┌──
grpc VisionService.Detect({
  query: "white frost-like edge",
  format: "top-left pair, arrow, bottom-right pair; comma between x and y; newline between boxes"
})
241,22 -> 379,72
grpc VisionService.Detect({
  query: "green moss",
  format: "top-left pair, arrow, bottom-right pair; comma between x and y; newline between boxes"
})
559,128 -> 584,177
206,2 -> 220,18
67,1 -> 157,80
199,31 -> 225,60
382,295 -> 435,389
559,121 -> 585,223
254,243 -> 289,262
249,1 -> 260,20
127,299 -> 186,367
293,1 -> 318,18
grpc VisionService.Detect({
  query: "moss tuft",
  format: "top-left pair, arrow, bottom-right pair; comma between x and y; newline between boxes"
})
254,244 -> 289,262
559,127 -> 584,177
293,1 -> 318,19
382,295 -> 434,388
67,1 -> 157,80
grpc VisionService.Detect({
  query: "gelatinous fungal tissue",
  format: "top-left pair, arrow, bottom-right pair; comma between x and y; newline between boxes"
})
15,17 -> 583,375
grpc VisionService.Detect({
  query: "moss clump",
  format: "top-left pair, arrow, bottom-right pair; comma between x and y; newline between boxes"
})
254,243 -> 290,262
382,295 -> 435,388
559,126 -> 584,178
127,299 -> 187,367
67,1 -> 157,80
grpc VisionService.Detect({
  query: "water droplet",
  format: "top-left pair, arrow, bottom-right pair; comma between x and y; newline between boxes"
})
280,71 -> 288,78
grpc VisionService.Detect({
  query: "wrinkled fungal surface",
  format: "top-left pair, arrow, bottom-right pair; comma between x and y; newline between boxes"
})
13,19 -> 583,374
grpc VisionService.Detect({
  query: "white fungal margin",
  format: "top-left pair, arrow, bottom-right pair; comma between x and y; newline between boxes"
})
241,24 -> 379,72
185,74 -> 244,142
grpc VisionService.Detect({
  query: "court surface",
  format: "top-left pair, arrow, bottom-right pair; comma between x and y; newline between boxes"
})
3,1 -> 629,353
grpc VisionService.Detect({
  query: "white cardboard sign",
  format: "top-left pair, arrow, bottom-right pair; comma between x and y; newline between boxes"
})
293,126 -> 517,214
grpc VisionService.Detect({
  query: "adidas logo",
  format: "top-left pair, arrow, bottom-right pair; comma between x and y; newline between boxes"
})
└──
» **TO DO**: Write out every line of the material again, exactly as it reads.

» **ANSWER TO THIS TASK**:
grpc VisionService.Detect({
  query: "white frost-like edge",
  format: "top-left pair, arrow, bottom-right pair; comma between x and y; newline between boxes"
})
241,22 -> 379,72
grpc VisionService.Detect({
  query: "green moss",
  format: "top-left pair, arrow, bottom-right pair; comma between x and y; newline between boxes"
})
559,128 -> 584,177
206,2 -> 220,18
67,1 -> 157,80
199,31 -> 225,60
382,295 -> 435,389
559,121 -> 585,223
254,243 -> 289,262
249,1 -> 260,20
127,299 -> 186,367
293,1 -> 318,18
grpc VisionService.Detect({
  query: "moss tuft",
  format: "top-left pair, arrow, bottom-right pair; comma between x and y; newline between boxes"
})
254,244 -> 289,262
559,127 -> 584,177
293,1 -> 318,19
382,295 -> 434,388
67,1 -> 157,80
grpc VisionService.Detect({
  query: "gelatinous fungal tissue",
  format: "top-left pair, arrow, bottom-right pair; comma between x and y; newline between boxes"
})
15,17 -> 583,375
grpc VisionService.Detect({
  query: "moss clump",
  format: "top-left pair, arrow, bottom-right pair; comma between x and y; newline between boxes"
})
254,243 -> 290,262
382,295 -> 435,388
559,126 -> 584,178
127,299 -> 187,367
67,1 -> 157,80
grpc VisionService.Detect({
  query: "water droplet",
  format: "top-left pair, arrow, bottom-right pair; comma between x and y; newline between boxes"
})
280,71 -> 288,78
grpc VisionService.Detect({
  query: "wrinkled fungal surface",
  format: "top-left pair, arrow, bottom-right pair; comma between x and y; newline between boxes"
})
13,19 -> 583,374
grpc VisionService.Detect({
  query: "white fungal margin",
  format: "top-left pair, arrow, bottom-right pair; comma between x and y; newline between boxes"
})
241,24 -> 379,72
185,74 -> 244,142
grpc VisionService.Detect({
  query: "court surface",
  format: "top-left pair, arrow, bottom-right pair; comma between x and y; newline between boxes"
})
3,1 -> 629,353
grpc VisionService.Detect({
  query: "white cardboard sign",
  format: "top-left pair, arrow, bottom-right pair; comma between x and y; newline between boxes"
})
293,126 -> 517,214
grpc VisionService.Detect({
  query: "adidas logo",
  format: "top-left pair, arrow, bottom-right pair; comma between x and y; newline between boxes"
})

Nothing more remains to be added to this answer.